• [Work required] Your answer must be an exact copy of the listing below.

• [The records]
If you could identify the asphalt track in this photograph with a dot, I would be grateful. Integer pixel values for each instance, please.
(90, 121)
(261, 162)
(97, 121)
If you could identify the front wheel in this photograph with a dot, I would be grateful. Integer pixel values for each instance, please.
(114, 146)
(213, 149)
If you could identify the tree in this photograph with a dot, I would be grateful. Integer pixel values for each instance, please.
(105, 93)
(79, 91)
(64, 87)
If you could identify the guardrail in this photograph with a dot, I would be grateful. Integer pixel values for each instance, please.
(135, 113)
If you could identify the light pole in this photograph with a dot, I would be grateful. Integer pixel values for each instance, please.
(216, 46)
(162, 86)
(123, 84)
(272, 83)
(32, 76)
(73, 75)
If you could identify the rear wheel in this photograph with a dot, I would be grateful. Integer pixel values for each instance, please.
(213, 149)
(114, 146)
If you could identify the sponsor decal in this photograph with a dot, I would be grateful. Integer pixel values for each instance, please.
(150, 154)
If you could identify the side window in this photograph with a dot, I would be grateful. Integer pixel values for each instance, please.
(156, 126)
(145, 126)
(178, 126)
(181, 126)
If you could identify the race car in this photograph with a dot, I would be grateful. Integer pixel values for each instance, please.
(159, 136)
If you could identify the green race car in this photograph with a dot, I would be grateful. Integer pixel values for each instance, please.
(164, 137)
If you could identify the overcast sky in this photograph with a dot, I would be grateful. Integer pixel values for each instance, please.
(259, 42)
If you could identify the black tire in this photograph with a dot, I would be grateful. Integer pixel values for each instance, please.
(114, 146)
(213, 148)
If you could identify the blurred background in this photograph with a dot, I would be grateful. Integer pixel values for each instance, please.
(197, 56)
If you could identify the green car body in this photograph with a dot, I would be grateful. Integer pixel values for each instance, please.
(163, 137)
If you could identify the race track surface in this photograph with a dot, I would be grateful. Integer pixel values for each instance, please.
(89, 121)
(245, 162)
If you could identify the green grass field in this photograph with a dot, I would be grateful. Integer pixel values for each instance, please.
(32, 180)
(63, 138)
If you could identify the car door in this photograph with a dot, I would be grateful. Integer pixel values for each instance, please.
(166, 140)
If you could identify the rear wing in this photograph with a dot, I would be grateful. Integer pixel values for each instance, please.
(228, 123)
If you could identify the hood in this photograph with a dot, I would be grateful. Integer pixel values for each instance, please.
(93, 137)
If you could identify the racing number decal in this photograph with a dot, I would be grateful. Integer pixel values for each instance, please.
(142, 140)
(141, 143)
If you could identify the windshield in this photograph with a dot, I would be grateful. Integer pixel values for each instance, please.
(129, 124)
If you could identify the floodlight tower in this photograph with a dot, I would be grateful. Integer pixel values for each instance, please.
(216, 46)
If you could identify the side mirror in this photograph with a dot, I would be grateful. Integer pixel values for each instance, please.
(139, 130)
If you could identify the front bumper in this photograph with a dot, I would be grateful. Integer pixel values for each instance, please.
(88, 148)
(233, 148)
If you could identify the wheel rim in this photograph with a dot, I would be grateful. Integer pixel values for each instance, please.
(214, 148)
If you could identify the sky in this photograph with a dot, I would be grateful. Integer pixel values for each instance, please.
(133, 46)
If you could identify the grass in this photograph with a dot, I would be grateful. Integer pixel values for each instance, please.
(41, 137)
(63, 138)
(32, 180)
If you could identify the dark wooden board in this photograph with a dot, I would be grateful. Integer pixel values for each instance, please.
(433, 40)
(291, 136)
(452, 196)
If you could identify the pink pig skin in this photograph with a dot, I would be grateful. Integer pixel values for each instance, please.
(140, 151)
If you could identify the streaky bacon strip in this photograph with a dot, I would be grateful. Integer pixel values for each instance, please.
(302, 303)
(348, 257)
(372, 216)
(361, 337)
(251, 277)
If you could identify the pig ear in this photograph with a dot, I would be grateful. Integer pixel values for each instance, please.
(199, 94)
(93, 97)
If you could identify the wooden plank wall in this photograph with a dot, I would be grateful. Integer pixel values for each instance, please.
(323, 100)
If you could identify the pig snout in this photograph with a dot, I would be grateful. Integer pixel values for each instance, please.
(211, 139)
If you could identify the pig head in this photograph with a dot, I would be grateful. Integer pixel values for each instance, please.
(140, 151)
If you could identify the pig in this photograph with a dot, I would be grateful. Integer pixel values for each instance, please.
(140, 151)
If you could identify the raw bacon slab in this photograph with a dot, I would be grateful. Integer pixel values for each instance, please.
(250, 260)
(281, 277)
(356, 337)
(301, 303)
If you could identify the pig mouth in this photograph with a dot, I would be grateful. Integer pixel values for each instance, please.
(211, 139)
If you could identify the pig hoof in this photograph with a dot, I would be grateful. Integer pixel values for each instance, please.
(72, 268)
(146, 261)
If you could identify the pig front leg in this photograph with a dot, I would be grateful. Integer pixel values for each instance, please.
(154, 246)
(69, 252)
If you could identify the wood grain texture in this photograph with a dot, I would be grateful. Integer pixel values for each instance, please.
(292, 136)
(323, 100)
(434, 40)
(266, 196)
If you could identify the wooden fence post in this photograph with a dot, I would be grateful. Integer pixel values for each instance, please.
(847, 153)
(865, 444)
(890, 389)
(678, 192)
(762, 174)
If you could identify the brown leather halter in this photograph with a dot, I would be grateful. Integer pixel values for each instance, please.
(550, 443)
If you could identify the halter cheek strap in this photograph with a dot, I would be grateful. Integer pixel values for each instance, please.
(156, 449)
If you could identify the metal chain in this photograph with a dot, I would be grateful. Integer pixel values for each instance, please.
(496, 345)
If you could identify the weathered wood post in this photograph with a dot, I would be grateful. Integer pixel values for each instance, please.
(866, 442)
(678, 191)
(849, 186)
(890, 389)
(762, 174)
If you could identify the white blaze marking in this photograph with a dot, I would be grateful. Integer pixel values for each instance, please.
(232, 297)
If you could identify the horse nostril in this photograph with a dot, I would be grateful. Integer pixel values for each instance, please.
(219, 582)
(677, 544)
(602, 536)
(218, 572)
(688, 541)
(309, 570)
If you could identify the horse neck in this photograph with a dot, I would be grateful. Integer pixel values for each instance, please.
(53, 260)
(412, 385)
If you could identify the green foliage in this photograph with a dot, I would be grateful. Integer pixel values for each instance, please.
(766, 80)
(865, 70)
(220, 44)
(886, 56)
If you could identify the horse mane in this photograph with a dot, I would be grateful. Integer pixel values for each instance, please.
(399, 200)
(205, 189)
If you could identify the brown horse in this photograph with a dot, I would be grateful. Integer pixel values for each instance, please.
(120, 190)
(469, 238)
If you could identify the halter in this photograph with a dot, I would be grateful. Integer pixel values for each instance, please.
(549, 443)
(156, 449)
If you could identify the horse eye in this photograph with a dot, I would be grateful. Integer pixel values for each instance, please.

• [Task solution]
If you could identify the asphalt track in this photograph with a dot, I would be grateful. Integer pixel values for each instance, please.
(90, 121)
(261, 162)
(97, 121)
If you could identify the front wheel in this photograph with a dot, I would be grateful. Integer pixel values for each instance, please.
(114, 146)
(213, 149)
If you could identify the tree in this photograph with a dot, I would be grateful. Integer pixel values for each instance, please.
(105, 93)
(79, 91)
(64, 87)
If you could identify the guardrail in this photograph with a dot, I would be grateful. Integer pixel values for each instance, please.
(135, 113)
If you could identify the light pole in this photograph with a dot, I would be grateful. Integer pixel values for each instance, please.
(216, 46)
(162, 86)
(123, 84)
(272, 83)
(32, 76)
(73, 75)
If you could identify the rear wheel in this photograph with a dot, I would be grateful. Integer pixel values for each instance, please.
(213, 149)
(114, 146)
If you could identify the sponsor decal in this photograph with a dot, I would be grateful. Integer pixel values for each instance, please.
(150, 154)
If you could identify the side window in this photograph with a dot, I would be grateful. Integer pixel values for each instance, please.
(156, 126)
(145, 126)
(178, 126)
(181, 126)
If you could identify the race car in this photograph with a dot, I would be grateful. Integer pixel values for each instance, please.
(159, 136)
If you could identify the green race car in this photograph with a dot, I would be grateful. Integer pixel values for each instance, please.
(164, 137)
If you could identify the overcast sky in this photograph with a dot, I would be grateful. Integer pixel values for each instance, please.
(259, 42)
If you could identify the black tire in this photograph with a dot, I would be grateful. Integer pixel values for each instance, please.
(114, 146)
(213, 148)
If you could identify the blurred background in this photograph with a dot, I would be grateful. Integer pixel values for each instance, please.
(197, 56)
If you could identify the green car body in this photograph with a dot, I would be grateful. Integer pixel values for each instance, please.
(163, 137)
If you could identify the race track surface in this photograph with a dot, I would be grateful. Integer pixel values for each instance, please.
(89, 121)
(245, 162)
If you could identify the green grass field in this photograph with a dot, I would be grateful. Integer pixel values for each instance, please.
(32, 180)
(63, 138)
If you could identify the car door in this photograph with a dot, I would be grateful. Integer pixel values for each instance, please.
(166, 140)
If you could identify the rear wing in this photograph with a dot, I would be grateful. Integer pixel values for each instance, please.
(228, 123)
If you could identify the hood in this photograph with a dot, I would be grateful. Integer pixel values for each instance, please.
(93, 137)
If you could identify the racing number decal in this photograph with a dot, I would be grateful. Integer pixel values for each instance, please.
(142, 140)
(141, 143)
If you could identify the windshield in this photograph with a dot, I would be grateful. Integer pixel values for each instance, please.
(129, 124)
If you could identify the floodlight tower in this photograph with a dot, I would be grateful. Integer pixel values for each instance, please.
(216, 46)
If you could identify the side mirror in this photograph with a dot, I would be grateful. Integer pixel values for each instance, please.
(139, 130)
If you could identify the front bumper in this photograph with a dot, I would be grateful. Integer pixel values for each instance, please.
(88, 148)
(233, 148)
If you could identify the wheel rim in this photograph with a dot, I would be grateful. Integer pixel values for each instance, please.
(214, 148)
If you could identify the sky in this photograph with a dot, I would be grateful. Integer pixel values for each instance, please.
(133, 46)
If you could identify the grass in this photograph with a dot, I would be grateful. Integer pixel values for each instance, please.
(41, 137)
(63, 138)
(32, 180)
If you could identify the dark wooden board in this photograph with a dot, I would be grateful. Integer pixel values for each instance, please.
(433, 40)
(291, 136)
(452, 196)
If you could identify the pink pig skin in this photograph with a dot, I would be grateful. Integer pixel values for each instance, please.
(140, 151)
If you could identify the streaky bacon strip in this photograph with a dot, I would be grateful. Integer pixel values for each instance, please.
(302, 303)
(348, 257)
(372, 216)
(361, 337)
(251, 277)
If you could identify the pig ear in this photograph with a dot, I would be grateful. Integer pixel values for each instance, please.
(199, 94)
(93, 97)
If you could identify the wooden plank wall in this photograph with a dot, I would be grateful. Integer pixel values for each instance, please.
(323, 100)
If you could identify the pig snout in this photograph with a dot, I would be grateful. Integer pixel values for each instance, please.
(211, 139)
If you could identify the pig head in this photograph with a dot, I would be grateful. Integer pixel values for each instance, please.
(140, 151)
If you could identify the pig in this photograph with a dot, I would be grateful. Integer pixel values for each instance, please.
(140, 151)
If you could identify the raw bacon slab in this photograph with a dot, I would be grateful. Integer pixel values for each instance, please.
(250, 260)
(281, 277)
(356, 337)
(301, 303)
If you could identify the pig mouth in this photograph with a dot, I would be grateful. Integer pixel values for each instance, please.
(211, 139)
If you could identify the pig hoof in this photograph with a dot, I would be grateful. Integer pixel values for each instance, please.
(72, 268)
(146, 261)
If you could identify the pig front leg in this photograph with a dot, I would be grateful. Integer pixel values for each instance, please.
(154, 246)
(69, 252)
If you could identify the wood grain texture in this photograph with a dot, I would be grateful. Integer pixel values for each instance, please.
(292, 136)
(323, 100)
(434, 40)
(266, 196)
If you could identify the wooden fence post in this photograph with a dot, I would be grateful. Integer pixel values for each instance, please.
(847, 153)
(865, 444)
(890, 389)
(678, 192)
(762, 174)
If you could identify the brown leather halter in this photograph with a dot, I would be grateful. Integer pixel values for each instance, please.
(550, 443)
If you could identify the halter cheek strap in this photograph with a dot, I would be grateful. Integer pixel values for each instance, please.
(156, 449)
If you could identify the metal chain in this photograph with a dot, I would be grateful. Integer pixel values for each instance, please.
(496, 345)
If you could identify the weathered wood post in this photograph with a dot, I would be grateful. Integer pixel values for each instance, please.
(866, 442)
(678, 191)
(849, 186)
(890, 389)
(762, 174)
If you could identify the white blaze marking in this photograph with a dot, I would be grateful. Integer pixel values for each instance, please.
(232, 297)
If you could identify the horse nostril in this photograph with a dot, I would be grateful. Integer pixel values for each instance, please.
(219, 582)
(677, 544)
(602, 536)
(218, 572)
(688, 541)
(309, 570)
If you could identify the horse neck in this photograph with a dot, I would be grateful. Integer pixel values for each instance, please.
(53, 260)
(412, 385)
If you could identify the green foliage in this photograph with a dot, I would be grateful. Integer pixel values for each instance, please.
(766, 80)
(865, 70)
(220, 44)
(886, 56)
If you could identify the horse mane in this photograph with a dot, I would be grateful. Integer pixel values for each instance, please.
(399, 200)
(205, 189)
If you could identify the brown horse in this photograph with a dot, I would be grateful. Integer pixel values for each instance, please.
(120, 190)
(469, 238)
If you could identify the halter in this photograph with a dot, I would be grateful. Integer pixel values for each instance, please.
(549, 443)
(156, 449)
If you could identify the horse eye in this photograph with a dot, I would be grateful. Integer pixel values for each instance, please.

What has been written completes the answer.